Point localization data

-------

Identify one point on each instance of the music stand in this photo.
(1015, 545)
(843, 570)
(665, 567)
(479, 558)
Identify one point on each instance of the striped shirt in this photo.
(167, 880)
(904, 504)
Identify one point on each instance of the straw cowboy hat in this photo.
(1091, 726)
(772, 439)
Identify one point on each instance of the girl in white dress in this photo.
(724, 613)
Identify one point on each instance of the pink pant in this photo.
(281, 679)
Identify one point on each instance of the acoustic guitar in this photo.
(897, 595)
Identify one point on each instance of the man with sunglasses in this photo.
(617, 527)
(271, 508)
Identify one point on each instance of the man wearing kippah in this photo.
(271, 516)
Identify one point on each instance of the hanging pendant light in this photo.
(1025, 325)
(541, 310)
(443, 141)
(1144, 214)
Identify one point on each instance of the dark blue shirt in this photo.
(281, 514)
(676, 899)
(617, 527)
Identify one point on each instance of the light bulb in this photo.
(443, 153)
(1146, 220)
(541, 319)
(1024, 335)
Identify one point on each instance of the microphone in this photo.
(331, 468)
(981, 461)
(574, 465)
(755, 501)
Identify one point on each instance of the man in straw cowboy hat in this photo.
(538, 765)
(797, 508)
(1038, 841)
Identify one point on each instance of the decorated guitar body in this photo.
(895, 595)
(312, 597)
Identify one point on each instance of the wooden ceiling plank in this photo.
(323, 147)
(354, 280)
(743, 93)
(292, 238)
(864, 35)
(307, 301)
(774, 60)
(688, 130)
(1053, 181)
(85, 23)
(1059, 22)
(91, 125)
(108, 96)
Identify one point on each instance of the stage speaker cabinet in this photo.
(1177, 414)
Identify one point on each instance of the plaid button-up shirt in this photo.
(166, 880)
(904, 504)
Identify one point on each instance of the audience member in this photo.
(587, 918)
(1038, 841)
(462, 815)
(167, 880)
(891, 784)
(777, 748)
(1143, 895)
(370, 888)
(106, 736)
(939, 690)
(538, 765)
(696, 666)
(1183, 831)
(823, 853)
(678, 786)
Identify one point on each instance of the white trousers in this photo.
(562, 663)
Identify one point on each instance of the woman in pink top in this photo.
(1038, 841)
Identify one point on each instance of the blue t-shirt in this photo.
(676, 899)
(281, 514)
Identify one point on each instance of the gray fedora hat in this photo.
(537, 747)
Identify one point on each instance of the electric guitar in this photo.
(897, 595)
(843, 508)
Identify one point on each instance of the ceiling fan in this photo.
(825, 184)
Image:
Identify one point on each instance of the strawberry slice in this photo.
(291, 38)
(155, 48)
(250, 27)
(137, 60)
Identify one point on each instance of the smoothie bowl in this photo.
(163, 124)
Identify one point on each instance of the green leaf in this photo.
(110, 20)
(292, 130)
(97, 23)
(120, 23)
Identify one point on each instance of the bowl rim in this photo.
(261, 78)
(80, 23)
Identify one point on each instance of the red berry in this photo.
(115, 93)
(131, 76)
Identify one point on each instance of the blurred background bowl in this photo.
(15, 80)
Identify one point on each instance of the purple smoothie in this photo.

-------

## WHAT YOU HAVE TO DO
Beginning at the line that contains "Identify one point on each instance of the blurred", reproduce every line down to the last line of the entries above, exactly and only those.

## RESPONSE TO THIS EXERCISE
Identify one point on each instance of the blurred background bowl in this photo.
(15, 80)
Identify one point on each instance of the purple smoothie in this photo.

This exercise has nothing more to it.